#### Exercise data
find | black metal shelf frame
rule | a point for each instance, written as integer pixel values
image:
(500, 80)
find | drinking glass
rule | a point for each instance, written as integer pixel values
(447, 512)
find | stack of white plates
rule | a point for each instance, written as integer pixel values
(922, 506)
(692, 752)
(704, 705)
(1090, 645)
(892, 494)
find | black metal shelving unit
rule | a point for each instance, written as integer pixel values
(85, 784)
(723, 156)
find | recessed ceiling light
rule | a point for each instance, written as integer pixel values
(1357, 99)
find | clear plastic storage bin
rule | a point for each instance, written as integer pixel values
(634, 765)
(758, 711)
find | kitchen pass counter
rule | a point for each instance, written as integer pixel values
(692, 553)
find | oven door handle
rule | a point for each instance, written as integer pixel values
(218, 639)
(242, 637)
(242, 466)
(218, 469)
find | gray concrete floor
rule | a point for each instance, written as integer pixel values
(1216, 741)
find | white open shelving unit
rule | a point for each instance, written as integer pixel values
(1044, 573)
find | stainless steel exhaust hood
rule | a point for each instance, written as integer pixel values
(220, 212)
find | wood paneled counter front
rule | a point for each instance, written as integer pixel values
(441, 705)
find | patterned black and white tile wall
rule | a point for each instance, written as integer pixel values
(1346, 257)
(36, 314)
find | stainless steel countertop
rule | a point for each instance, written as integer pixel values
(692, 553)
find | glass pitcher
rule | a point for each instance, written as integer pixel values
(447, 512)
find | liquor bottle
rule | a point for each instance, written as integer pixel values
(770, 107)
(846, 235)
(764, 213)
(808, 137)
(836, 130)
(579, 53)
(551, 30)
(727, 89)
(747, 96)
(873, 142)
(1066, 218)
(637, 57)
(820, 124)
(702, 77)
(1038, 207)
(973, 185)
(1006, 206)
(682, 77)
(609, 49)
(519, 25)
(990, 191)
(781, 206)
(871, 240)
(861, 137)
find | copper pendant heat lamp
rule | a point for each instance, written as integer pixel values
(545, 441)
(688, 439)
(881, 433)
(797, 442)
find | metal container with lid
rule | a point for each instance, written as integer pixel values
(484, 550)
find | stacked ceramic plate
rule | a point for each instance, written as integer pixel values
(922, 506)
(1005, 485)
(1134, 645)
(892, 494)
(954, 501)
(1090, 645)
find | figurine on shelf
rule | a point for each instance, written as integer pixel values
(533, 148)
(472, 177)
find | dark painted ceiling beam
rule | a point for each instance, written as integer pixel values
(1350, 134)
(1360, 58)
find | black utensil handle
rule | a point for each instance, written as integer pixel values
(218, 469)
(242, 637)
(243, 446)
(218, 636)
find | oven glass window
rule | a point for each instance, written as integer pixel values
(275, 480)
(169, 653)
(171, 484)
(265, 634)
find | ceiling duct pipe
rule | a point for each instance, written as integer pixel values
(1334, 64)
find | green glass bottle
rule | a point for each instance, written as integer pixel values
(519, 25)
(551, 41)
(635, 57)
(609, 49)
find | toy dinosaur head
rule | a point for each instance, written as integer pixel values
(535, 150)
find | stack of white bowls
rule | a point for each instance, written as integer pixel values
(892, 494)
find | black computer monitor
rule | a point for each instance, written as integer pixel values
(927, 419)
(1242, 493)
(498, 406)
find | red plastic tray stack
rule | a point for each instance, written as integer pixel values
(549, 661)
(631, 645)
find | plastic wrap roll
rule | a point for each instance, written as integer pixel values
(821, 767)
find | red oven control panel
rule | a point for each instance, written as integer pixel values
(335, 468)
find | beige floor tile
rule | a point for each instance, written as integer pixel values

#### Directions for this task
Search the records above for "shelving" and copy every line that has it.

#### Exercise answer
find | black metal shelving unit
find | white open shelving unit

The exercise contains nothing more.